It should be noted that although illustrated and described as both of the amplitude scaling logic 150 and the trend detection model 140 independently calculating the moving median of the input time series data, this is not a limitation and the amplitude scaling logic 150 may use the moving median calculated by the trend detection model 140 or the trend detection model 140 may utilize the moving median calculated by the amplitude scaling logic 150.

The amplitude scaling logic 150 may subsequently descale the quadratically detrended input time series data by dividing the quadratically detrended input time series data by the amplitude scaling factor, thereby resulting in descaled and detrended input time series data (hereinafter referred to as descaled input time series data). The descaled input time series data is shown in FIG. 4E as detrended_descaled_y. However, the amplitude scaling logic 150 must consider the case where the amplitude scaling factor becomes too small, thus resulting in small-scale division. To prevent small-scale division of the quadratically detrended input time series data, the amplitude scaling logic 150 may create a lower threshold of the amplitude scaling factor, capping it at e.g., 10% of the maximum input scale (although any appropriate fraction of the maximum input scale may be used). The lower threshold of the amplitude scaling factor also assumes that the amplitude of the input time series data will not decrease lower than 10% of the maximum amplitude.

DATASET RECORDS |
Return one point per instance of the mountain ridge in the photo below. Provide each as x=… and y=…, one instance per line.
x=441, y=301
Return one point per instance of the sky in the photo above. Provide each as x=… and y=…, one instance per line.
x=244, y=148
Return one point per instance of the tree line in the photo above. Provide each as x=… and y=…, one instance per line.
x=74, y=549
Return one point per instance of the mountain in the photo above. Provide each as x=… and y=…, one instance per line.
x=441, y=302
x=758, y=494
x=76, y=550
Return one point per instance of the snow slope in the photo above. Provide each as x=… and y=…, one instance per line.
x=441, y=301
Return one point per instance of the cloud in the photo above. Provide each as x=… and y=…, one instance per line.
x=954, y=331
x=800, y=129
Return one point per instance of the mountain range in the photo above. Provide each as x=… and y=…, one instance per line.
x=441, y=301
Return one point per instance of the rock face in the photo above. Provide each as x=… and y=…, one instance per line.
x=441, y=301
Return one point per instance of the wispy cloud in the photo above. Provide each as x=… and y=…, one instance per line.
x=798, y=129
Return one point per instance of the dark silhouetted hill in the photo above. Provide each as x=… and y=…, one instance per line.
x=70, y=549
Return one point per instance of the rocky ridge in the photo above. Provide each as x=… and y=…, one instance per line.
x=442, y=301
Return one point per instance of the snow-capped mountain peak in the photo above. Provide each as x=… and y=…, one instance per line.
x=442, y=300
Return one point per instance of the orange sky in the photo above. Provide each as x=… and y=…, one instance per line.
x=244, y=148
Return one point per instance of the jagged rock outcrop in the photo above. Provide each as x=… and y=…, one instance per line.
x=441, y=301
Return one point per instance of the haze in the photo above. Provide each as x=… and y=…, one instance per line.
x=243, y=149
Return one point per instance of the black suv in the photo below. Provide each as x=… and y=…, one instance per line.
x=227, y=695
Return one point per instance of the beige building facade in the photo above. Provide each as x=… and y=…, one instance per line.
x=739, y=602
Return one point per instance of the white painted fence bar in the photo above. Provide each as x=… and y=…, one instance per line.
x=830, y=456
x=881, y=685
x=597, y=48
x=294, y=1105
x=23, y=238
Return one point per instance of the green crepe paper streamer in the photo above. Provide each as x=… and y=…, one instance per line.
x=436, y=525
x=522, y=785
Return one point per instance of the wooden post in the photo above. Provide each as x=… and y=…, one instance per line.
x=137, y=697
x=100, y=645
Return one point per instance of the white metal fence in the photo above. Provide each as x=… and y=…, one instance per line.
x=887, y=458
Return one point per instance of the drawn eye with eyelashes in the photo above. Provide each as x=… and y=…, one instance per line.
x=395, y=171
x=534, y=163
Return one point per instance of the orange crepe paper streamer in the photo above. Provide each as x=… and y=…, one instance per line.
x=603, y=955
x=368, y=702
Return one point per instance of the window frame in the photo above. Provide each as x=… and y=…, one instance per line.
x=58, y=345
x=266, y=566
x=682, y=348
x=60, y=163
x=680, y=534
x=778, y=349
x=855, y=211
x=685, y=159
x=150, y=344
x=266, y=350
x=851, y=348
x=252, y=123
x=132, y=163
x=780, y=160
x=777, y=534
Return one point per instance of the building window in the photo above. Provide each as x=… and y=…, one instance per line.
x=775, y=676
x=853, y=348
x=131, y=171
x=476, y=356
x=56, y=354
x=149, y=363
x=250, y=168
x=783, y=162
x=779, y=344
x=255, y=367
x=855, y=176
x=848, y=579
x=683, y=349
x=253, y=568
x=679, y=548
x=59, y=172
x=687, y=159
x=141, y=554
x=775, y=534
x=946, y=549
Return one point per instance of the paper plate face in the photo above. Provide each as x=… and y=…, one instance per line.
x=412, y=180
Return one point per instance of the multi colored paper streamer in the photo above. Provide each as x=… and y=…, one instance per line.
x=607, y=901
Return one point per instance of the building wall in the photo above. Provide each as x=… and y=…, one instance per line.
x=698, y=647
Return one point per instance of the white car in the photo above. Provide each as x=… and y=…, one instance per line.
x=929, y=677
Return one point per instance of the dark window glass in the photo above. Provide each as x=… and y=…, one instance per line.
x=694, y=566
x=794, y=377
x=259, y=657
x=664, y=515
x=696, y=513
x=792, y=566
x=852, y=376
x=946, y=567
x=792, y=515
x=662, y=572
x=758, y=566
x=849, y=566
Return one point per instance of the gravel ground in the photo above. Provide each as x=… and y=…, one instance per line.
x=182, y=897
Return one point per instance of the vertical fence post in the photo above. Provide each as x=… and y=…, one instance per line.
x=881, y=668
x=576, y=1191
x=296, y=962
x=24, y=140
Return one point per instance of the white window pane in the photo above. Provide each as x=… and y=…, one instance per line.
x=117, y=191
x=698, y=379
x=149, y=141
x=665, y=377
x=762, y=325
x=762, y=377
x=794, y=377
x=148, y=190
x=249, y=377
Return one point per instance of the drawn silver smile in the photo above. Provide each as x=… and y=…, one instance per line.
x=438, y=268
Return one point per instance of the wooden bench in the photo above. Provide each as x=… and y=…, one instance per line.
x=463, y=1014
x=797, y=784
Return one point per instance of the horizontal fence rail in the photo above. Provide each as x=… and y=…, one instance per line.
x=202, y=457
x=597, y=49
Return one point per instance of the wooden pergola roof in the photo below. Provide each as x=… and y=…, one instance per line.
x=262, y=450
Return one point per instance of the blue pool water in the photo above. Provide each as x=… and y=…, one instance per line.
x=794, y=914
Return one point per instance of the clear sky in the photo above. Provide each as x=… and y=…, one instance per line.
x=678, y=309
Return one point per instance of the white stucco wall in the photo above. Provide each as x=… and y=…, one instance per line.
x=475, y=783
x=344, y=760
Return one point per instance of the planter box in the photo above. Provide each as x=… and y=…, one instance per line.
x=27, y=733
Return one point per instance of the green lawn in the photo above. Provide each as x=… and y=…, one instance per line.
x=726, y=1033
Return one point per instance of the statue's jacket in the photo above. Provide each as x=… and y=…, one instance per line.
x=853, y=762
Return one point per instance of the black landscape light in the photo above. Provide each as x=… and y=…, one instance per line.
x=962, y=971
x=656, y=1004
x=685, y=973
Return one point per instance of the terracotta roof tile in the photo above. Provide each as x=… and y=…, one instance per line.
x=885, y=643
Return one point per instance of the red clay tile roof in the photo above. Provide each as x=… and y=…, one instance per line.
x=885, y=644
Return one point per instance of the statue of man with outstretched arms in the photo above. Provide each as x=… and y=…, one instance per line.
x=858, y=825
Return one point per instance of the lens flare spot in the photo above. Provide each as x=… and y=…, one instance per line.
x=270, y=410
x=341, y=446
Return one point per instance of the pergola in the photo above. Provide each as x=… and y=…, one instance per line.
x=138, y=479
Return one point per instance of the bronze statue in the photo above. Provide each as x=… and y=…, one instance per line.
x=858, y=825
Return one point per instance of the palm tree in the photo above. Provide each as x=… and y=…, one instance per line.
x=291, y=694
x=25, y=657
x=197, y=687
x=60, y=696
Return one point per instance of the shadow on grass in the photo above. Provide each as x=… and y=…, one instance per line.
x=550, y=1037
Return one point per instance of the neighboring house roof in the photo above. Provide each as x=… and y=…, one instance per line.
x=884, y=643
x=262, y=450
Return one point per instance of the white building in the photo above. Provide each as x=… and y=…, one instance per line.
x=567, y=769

WHAT IS ASKED |
Pick up the passage on amplitude scaling of time series data after its final sentence and continue it.

ANSWER TO THIS EXERCISE |
Upon obtaining the descaled input time series data, the time series forecasting module 120A may execute the attributes model 130, which may determine the seasonality prediction (also referred to herein as Seasonality_pred) by fitting the descaled input time series data into the regression model 130A to generate the seasonality prediction (shown as Seasonality_predin FIG. 4E). It should be noted that unlike the amplitude scaling logic 150, the attributes model 130 analyzes data that has been quadratically detrended (i.e., the descaled input time series data). This is because the moving median can contain seasonality information and since algorithms such as XGBoost focus on learning seasonality, detrending with the quadratic trend avoids losing some seasonal amplitude compared to detrending with only the moving median which may result in the loss of significant seasonal amplitude.

Finally, the time series forecasting module 120A may determine the forecast (also referred to herein as y_pred) using the following formula:

y
_pred=Seasonality_pred*amplitude scaling factor+quadratic trend_pred

FIG. 4F illustrates the forecast (shown in FIG. 4F as y_pred) generated by the time series forecasting module 120A.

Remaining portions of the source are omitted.